• **Extract provided**:
-- Opening Marker --

Skip to Main Content

Nursing Resources: Citing Sources

Resources for anyone affiliated with the University of Iowa College of Nursing or University of Iowa Hospitals and Clinics.

Citing your Sources

In the biomedical sciences and allied health fields, the most popular citation styles are the APA Style (American Psychological Association) and Vancouver Style (also known as the Uniform Requirements for Manuscripts Submitted to Biomedical Journals ( APA is used by nursing and most allied health sciences disciplines.

Consider using a citation management software to simplify the process of collecting, organizing, and formatting your citations. UI Libraries has a campus wide subscription to EndNote.and offers individual or group training on this resource. Refer to the EndNote guide to get started.

There are a number of tools which may help you get started with formatting, including citation managers, EBSCO databases, the Infohawk+ catalog, and other citation generators. These resources are intended to get you started, but there may be errors.It is advised that a review of all formatted references is done to ensure accuracy. 


Jennifer DeBerg

Profile Photo
Jennifer DeBerg


What is plagiarism? A form of academic misconduct, either accidental or deliberate

What constitutes plagiarism?

--Using other's results or methods without permission and referencing

--Borrowing writing or words from any source, without proper referencing

More information on plagiarism can be found on the UI Libraries Guide on Copyright


UI Writing Center

What to Cite?

Here's a short list of reasons you should cite:

--To avoid plagiarism

--To give credit where deserved

--To help your readers with their research

--To indicate that there is support for your argument or idea

What needs to be cited?

-- Closing Marker --

• **Problems and tasks**:
(A) In the guide on citing sources, why are readers told to check every reference that a formatting tool produces?
(B) Write the next part of the guide on citing sources, picking up after its final heading, "What needs to be cited?"

• **Data shown**:

-- Opening Marker --

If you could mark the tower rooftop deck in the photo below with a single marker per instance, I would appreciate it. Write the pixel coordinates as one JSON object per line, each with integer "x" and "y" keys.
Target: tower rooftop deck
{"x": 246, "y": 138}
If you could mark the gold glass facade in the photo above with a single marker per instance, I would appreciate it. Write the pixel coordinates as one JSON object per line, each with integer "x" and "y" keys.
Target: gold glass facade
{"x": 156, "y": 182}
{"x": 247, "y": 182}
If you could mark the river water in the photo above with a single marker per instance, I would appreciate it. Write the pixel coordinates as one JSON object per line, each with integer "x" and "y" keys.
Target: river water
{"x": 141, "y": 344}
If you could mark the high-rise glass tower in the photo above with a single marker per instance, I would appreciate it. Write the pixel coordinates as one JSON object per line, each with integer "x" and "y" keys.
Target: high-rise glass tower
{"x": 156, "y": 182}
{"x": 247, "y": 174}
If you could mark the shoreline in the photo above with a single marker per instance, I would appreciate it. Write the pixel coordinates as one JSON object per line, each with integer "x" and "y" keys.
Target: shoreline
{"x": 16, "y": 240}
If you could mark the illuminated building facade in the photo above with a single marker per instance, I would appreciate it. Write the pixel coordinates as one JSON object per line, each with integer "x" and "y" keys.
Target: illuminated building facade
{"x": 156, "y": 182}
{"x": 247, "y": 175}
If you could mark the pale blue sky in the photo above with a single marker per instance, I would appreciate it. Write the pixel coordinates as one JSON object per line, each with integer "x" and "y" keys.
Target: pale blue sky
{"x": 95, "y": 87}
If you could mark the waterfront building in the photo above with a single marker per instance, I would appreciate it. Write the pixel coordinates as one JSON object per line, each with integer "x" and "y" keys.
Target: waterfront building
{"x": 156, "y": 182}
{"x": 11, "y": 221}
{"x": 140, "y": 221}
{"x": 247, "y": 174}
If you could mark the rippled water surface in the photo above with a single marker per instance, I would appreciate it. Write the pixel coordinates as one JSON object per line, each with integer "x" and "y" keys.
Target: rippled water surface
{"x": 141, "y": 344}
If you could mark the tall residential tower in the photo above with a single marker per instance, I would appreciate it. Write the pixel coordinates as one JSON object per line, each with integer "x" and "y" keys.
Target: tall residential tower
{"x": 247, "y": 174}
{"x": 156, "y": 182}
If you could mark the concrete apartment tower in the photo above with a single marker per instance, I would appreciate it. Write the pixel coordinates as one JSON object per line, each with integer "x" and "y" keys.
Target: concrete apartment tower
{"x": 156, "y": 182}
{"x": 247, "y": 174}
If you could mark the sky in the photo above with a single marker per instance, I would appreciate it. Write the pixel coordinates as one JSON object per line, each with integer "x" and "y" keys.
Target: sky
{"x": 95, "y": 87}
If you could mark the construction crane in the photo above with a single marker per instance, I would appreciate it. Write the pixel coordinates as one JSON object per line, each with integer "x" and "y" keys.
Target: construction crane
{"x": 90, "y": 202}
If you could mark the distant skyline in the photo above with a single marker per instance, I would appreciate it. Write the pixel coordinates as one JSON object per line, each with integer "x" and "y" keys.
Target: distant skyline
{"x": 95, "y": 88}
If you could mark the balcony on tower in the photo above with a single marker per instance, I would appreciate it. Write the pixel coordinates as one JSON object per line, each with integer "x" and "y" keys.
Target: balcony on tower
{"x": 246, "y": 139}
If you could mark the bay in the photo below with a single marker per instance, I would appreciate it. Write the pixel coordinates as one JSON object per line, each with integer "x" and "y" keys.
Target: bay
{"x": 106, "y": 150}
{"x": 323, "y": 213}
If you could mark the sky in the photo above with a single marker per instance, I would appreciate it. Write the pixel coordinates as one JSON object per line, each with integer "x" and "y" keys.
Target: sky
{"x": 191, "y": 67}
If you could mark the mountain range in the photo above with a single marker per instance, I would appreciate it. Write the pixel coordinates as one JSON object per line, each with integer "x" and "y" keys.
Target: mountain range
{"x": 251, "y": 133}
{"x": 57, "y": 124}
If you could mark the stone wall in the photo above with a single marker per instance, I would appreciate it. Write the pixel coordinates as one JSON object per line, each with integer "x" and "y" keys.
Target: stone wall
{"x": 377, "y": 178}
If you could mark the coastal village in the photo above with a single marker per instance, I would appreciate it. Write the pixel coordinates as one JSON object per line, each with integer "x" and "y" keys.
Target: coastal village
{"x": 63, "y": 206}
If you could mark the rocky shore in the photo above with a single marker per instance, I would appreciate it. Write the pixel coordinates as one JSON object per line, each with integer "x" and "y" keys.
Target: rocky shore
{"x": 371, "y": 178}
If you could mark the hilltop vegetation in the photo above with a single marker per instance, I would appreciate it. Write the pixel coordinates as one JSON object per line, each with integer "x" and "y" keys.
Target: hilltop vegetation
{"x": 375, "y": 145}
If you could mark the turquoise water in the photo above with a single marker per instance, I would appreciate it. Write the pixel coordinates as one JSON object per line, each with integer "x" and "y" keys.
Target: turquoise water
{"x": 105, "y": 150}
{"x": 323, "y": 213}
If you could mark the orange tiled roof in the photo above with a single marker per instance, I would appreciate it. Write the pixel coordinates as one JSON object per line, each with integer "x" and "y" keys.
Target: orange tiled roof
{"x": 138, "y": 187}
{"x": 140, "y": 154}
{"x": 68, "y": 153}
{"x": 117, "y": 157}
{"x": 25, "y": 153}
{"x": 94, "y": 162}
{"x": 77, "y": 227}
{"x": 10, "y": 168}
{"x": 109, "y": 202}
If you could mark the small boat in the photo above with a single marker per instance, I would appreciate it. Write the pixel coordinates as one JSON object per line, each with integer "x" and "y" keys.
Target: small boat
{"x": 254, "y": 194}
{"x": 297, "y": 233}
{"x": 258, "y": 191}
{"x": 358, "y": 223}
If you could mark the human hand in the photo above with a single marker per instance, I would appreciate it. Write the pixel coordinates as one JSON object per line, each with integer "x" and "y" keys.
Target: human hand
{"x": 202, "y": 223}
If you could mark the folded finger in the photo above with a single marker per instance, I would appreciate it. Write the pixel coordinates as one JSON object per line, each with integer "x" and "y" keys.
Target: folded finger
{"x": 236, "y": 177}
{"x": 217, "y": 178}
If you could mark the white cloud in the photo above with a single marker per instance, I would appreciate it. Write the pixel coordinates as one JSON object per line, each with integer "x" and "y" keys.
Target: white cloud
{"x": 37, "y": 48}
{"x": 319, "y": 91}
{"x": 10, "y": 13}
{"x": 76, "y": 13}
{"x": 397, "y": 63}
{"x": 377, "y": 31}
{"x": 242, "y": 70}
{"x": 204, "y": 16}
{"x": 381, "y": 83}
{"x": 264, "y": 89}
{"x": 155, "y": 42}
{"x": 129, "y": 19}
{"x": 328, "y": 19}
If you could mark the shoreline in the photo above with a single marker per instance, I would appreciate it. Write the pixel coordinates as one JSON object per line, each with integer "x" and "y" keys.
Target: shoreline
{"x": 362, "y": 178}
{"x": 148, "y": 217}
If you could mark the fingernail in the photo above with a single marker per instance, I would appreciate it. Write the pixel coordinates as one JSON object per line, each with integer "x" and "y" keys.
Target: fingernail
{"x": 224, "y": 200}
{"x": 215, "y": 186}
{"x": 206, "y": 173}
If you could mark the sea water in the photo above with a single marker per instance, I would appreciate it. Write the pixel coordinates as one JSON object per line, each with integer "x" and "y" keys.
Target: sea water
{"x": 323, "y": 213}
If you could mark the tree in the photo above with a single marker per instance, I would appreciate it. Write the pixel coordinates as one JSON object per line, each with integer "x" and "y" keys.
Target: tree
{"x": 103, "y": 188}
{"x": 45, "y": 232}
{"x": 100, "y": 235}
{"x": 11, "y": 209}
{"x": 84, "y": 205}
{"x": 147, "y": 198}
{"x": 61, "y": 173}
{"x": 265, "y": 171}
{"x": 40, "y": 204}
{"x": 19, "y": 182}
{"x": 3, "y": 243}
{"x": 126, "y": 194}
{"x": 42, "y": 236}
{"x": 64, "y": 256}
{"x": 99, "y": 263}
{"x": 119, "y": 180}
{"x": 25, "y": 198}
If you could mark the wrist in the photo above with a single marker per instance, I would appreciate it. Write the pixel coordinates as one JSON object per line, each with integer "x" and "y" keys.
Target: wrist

-- Closing Marker --

• **Responses for each task**:
(A) Tools such as citation managers, EBSCO databases, the Infohawk+ catalog and other citation generators are meant only to get you started, and they may contain errors. A review of all formatted references is therefore advised to ensure accuracy.

(B)
--Direct quotes, sentences, or phrases

--Paraphrases, which are summarized or re-phrased content

--Articles or studies that you refer to in your paper

--Historical or statistical facts

--Graphs, images, or charts

--Use of author's argument

What does not need to be cited?

--Proverbs and very well-known quotations

--Common knowledge. This may be difficult to determine. Think about facts that are common knowledge for a well-educated adult (you could even have a test subject). When in doubt, however, cite.

What about information I find on the web?

--You need to cite it unless it meets criteria above


Citation: Describes the source so that others can locate it. Includes publication information, author name, and various other pieces of information, depending on type of source and style requirements.

Citation Style: Provides guidelines for consistent method to follow for documenting sources and for writing style. Some styles are much more flexible than others.

Works Cited: List of sources that were used to prepare the work.

Bibliography: Detailed list of all sources consulted during research even if the sources were not directly referred to in the content of the paper/presentation.

Annotated Bibliography: Annotations can be added to a bibliography to provide a summary of content, value, and quality of the source.